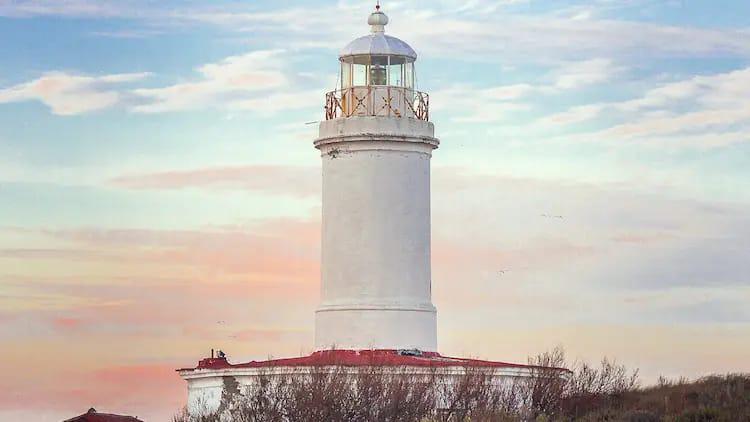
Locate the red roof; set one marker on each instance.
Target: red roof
(93, 416)
(359, 358)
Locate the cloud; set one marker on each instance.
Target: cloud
(476, 30)
(491, 104)
(583, 73)
(67, 94)
(703, 111)
(253, 81)
(291, 180)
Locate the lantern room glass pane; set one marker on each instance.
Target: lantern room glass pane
(409, 75)
(346, 75)
(359, 75)
(378, 74)
(395, 75)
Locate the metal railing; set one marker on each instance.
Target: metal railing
(385, 101)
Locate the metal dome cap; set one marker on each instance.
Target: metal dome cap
(377, 43)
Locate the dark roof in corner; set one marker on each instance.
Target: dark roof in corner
(93, 416)
(358, 358)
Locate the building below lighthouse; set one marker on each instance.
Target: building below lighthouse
(375, 143)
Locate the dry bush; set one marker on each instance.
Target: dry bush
(393, 394)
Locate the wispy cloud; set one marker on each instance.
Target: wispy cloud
(69, 94)
(228, 83)
(470, 104)
(293, 180)
(703, 111)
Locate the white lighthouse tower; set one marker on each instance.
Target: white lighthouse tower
(376, 144)
(376, 302)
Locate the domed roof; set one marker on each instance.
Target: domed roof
(377, 43)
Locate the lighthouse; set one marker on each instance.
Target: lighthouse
(375, 306)
(375, 145)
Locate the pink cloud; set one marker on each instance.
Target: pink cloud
(286, 180)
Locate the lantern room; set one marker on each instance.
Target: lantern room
(377, 77)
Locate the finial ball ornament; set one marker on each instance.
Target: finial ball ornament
(377, 18)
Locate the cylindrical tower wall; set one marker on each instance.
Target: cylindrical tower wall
(376, 285)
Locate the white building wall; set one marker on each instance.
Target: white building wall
(376, 283)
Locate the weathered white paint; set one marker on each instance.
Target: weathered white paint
(206, 386)
(376, 285)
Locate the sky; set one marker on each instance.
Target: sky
(160, 193)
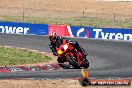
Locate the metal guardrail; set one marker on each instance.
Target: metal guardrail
(51, 16)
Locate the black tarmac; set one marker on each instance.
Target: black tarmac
(108, 59)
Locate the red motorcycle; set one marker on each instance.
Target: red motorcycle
(70, 54)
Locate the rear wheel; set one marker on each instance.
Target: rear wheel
(85, 64)
(72, 62)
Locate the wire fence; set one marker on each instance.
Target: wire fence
(52, 16)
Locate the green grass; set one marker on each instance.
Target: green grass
(13, 56)
(76, 21)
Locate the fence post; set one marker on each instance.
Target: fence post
(52, 15)
(83, 18)
(23, 9)
(113, 19)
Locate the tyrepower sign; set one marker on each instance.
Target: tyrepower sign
(110, 33)
(23, 28)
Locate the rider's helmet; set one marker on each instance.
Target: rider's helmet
(53, 37)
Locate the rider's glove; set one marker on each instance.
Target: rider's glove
(54, 53)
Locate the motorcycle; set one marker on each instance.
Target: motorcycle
(70, 54)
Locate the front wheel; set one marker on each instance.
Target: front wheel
(72, 62)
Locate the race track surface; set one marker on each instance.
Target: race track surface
(108, 59)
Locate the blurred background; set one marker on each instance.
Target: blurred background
(96, 13)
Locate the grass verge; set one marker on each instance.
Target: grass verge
(14, 56)
(76, 21)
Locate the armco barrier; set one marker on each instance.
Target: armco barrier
(23, 28)
(110, 33)
(63, 30)
(91, 32)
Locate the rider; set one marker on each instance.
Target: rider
(53, 43)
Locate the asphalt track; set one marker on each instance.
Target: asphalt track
(108, 59)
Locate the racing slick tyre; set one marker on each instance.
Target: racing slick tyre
(85, 82)
(86, 64)
(61, 62)
(72, 62)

- _What to do_: Among the entries above, find the line with "Target: lantern room glass pane" and the line with "Locate the dark"; give again exactly these two lines and all lines between them.

- _Solution_:
Target: lantern room glass pane
(409, 75)
(346, 75)
(359, 75)
(378, 74)
(395, 75)
Locate the metal railing; set one marker on each instance.
Target: metal railing
(385, 101)
Locate the metal dome cap; set one marker on each instance.
Target: metal dome cap
(377, 43)
Locate the dark roof in corner; set one marker on each instance.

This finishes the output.